What is being asked - Restate every record exactly, with nothing skipped.

Dataset records -

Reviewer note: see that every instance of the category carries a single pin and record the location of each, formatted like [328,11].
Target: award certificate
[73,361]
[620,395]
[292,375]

Response to the task -
Reviewer note: see that every instance of the category carries a single pin and record the location of each, formatted like [328,11].
Target: award certificate
[73,361]
[620,395]
[292,375]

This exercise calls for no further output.